Material for this task:
##########
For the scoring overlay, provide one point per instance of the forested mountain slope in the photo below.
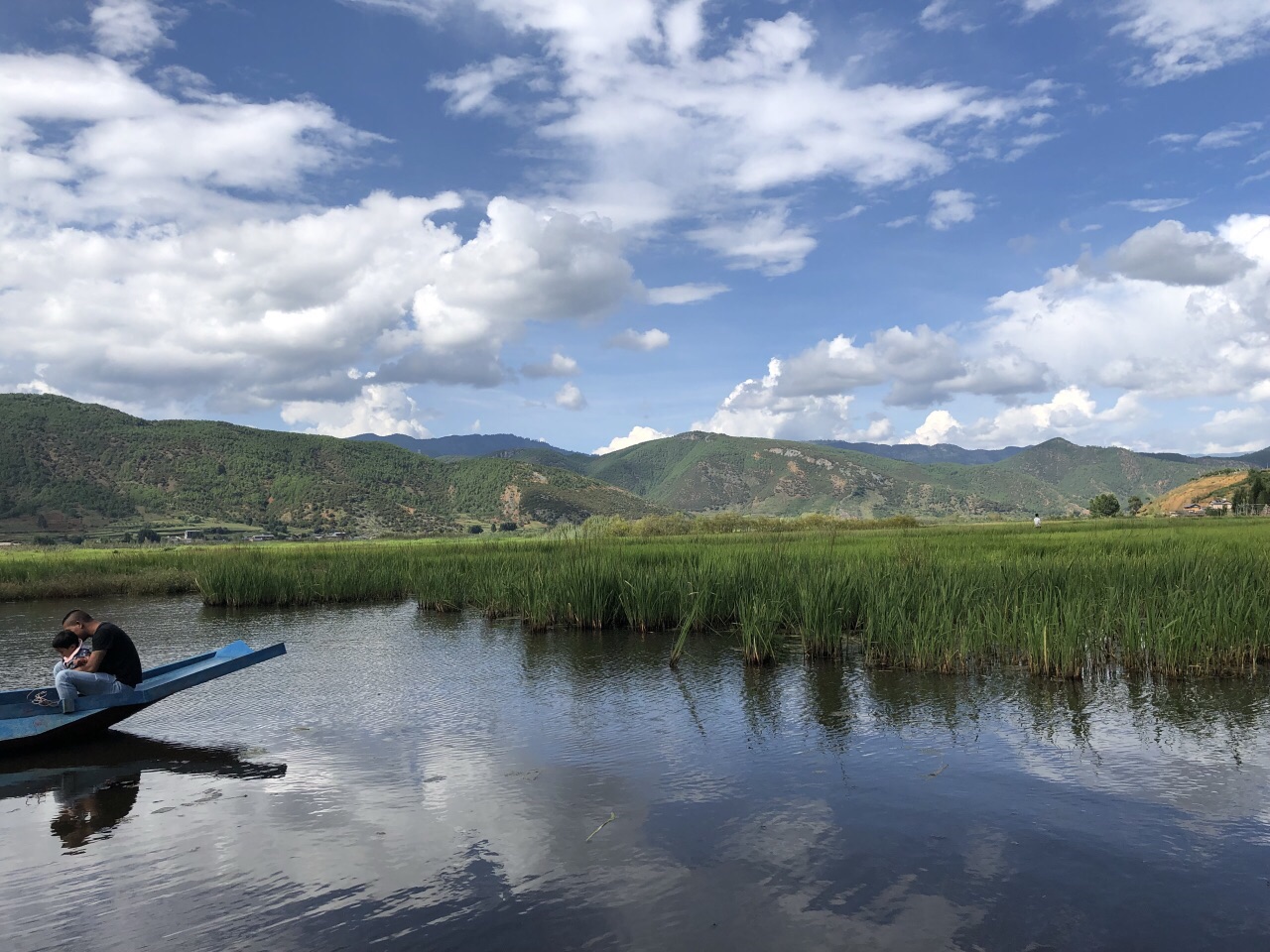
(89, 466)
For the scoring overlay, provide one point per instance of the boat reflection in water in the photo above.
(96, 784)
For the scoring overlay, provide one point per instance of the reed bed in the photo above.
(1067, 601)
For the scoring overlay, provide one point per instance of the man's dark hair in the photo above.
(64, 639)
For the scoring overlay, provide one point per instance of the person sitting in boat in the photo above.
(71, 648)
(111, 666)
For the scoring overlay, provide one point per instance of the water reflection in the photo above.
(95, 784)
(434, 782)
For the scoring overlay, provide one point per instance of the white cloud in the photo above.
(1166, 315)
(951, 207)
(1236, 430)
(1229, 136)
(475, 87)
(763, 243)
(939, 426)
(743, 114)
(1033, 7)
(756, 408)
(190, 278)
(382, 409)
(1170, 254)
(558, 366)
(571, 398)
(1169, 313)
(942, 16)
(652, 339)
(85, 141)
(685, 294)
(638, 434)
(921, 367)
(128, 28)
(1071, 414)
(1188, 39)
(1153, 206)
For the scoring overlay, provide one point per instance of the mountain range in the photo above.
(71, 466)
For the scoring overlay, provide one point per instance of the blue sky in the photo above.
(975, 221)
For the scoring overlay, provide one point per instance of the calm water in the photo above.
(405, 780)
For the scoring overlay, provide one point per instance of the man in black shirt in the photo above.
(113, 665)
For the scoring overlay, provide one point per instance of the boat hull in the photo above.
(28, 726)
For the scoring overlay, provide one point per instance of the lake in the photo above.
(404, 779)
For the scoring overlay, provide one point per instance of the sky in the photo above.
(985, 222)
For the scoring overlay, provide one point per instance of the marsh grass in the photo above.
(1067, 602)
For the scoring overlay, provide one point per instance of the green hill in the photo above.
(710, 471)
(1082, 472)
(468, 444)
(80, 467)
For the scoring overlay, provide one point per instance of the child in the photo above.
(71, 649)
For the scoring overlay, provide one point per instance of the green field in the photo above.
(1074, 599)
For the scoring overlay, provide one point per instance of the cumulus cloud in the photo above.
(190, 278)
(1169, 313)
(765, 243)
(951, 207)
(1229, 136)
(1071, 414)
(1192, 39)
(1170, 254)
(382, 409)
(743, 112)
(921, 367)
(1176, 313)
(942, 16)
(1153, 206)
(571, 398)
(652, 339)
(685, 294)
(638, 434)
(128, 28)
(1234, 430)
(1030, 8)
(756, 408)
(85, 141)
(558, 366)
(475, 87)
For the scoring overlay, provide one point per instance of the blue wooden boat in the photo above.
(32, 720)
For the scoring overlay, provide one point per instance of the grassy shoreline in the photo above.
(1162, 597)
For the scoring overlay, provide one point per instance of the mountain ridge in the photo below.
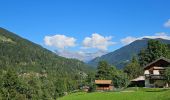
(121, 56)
##########
Goal: Copy every line above verbatim, omitting the pictures.

Correct output:
For the scoring overlay, provide one point per instance of the forested mountain slope in the photo below.
(89, 466)
For the scoring overlay, provide one point per instance of the boat reflection in water in the photo above.
(96, 784)
For the scoring overlay, provide one point per instance of the reed bed in the photo above.
(1067, 601)
For the scoring overlay, provide one point per instance of the man's dark hair in the photo above.
(64, 639)
For the scoring overlay, provide one point per instance of the person sitting in boat in the photo above.
(71, 648)
(111, 666)
For the scoring overlay, provide one point per instance of the water reflection in the photo above.
(95, 784)
(434, 782)
For the scoring overlay, provide one point per instance of the white cloud in the photo above.
(1166, 315)
(951, 207)
(1236, 430)
(1229, 136)
(475, 87)
(763, 243)
(939, 426)
(743, 114)
(1033, 7)
(756, 408)
(190, 278)
(382, 409)
(1170, 254)
(558, 366)
(571, 398)
(1169, 313)
(942, 16)
(652, 339)
(85, 141)
(685, 294)
(638, 434)
(921, 367)
(128, 28)
(1071, 414)
(1188, 39)
(1153, 206)
For the scoring overlay, provide one point per instance of the mountain range in the photo above.
(71, 466)
For the scoring overlay, provide one point per instance of the blue sky in the photo above.
(975, 221)
For the scoring overlay, provide one point per instance of the calm water in the photo above.
(405, 780)
For the scoring overlay, provide one point per instance of the man in black shirt in the photo above.
(113, 665)
For the scoring overlay, provide one point per instance of the boat hull in the photo above.
(28, 726)
For the scoring overlay, provide one point per instance of the lake in the photo above.
(404, 779)
For the scoring overlay, provide one point per instance of the sky in the photo above.
(985, 222)
For the scoring overlay, provide one point per instance of the marsh grass in the photo above.
(1067, 602)
For the scoring overlay, provide one point per instance of the green hill in the photo above.
(710, 471)
(1082, 472)
(468, 444)
(80, 467)
For the scoring overlay, provide one point per instance of the child in the photo above.
(71, 649)
For the scoring overlay, provide one point per instance of the green field in the photo above.
(1074, 599)
For the scoring overlay, provide one point per instance of the cumulus cloud in the photo above.
(190, 278)
(1169, 313)
(765, 243)
(951, 207)
(1229, 136)
(1071, 414)
(1192, 39)
(1170, 254)
(382, 409)
(743, 112)
(921, 367)
(1176, 313)
(942, 16)
(1153, 206)
(571, 398)
(652, 339)
(685, 294)
(638, 434)
(128, 28)
(1234, 430)
(1030, 8)
(756, 408)
(85, 141)
(558, 366)
(475, 87)
For the scoring overlay, provide one point per instance of the blue wooden boat in the photo above.
(32, 720)
For the scoring overlay, provide one point per instance of the grassy shoreline in the photo above.
(1162, 597)
For the scoring overlay, provide one point per instance of the mountain ridge in the photo below.
(121, 56)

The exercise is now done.